* **Set tasks**:
1: In the passage on TCAP results, what percentage of Bobby Ray Elementary students scored proficient and advanced in math?
2: Rewrite the TCAP results passage starting with "Eastside’s proficient and" and going on through "increase to 70.5.", renaming "reading/language" as "English language arts".

* **Selected text**:

————

The standardized test called TCAP (Tennessee Comprehensive Assessment Program) is given annually to students across the state as a means of tracking progress. Both Eastside Elementary School and Warren County Middle School could be the shining stars in this year’s testing results. The schools showed gains in all three tested areas from last year’s scores.
Eastside’s proficient and advanced percentage in math increased to 51 percent, a 7.2 growth over last year. While reading/language showed a slight improvement of 1.7 points up to 45.8 percent, science remained relatively unchanged with a .5 point increase to 70.5.
The middle school’s largest increase over last year was in math. Its percentage score of profi-cient and advanced increased to 43.2 percent in math, a 5.2 growth. The reading/ language score was 46.5 percent, a 2.1 growth, and science was 68.8 percent, a 3.1 growth.
Four schools in the system slipped slightly in one area each.
Bobby Ray Elementary received 38 percent in reading/ language, a decrease of 2.5 points. However, it showed a leap over last year’s scores in the area of math. In math, its percentage score of proficient and advanced increased by 25.5 percentage points from last year to 66.7 percent. The school also tested well in science. Its score was 61.3 percent, a 5.8 growth over last year.

————

* **Information supplied**:
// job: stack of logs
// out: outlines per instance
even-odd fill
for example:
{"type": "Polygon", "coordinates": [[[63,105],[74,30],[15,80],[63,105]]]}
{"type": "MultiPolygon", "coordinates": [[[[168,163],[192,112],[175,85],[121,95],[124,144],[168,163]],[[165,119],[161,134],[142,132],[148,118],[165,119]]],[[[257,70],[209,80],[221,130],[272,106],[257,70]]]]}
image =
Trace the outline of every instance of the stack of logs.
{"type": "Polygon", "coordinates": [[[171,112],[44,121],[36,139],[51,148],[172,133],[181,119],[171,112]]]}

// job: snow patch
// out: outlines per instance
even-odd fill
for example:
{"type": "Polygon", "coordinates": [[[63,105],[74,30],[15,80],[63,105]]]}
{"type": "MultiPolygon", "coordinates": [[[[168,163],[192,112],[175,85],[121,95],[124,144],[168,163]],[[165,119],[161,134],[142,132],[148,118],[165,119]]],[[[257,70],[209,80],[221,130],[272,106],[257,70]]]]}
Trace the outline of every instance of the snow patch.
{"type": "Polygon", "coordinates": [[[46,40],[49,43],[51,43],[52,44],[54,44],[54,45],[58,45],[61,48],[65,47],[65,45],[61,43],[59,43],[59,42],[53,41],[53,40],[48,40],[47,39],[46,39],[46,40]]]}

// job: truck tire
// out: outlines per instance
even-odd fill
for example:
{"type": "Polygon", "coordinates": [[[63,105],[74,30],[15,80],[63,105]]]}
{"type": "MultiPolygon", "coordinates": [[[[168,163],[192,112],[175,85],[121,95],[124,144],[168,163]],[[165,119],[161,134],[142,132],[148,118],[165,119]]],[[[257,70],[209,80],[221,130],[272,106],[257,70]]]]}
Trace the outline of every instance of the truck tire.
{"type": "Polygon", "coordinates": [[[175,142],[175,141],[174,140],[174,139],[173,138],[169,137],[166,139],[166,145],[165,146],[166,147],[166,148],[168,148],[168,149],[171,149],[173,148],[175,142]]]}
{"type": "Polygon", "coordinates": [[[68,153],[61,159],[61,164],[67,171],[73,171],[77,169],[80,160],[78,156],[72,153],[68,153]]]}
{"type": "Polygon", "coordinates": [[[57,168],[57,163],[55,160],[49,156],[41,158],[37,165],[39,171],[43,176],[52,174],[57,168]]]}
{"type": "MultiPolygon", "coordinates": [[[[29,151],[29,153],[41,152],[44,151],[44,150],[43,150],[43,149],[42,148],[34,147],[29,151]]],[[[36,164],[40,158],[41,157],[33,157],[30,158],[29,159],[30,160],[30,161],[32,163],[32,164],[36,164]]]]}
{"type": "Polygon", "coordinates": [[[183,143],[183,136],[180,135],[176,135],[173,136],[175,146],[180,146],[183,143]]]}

————

* **Solutions below**:
1: 66.7 percent

2:
Eastside’s proficient and advanced percentage in math increased to 51 percent, a 7.2 growth over last year. While English language arts showed a slight improvement of 1.7 points up to 45.8 percent, science remained relatively unchanged with a .5 point increase to 70.5.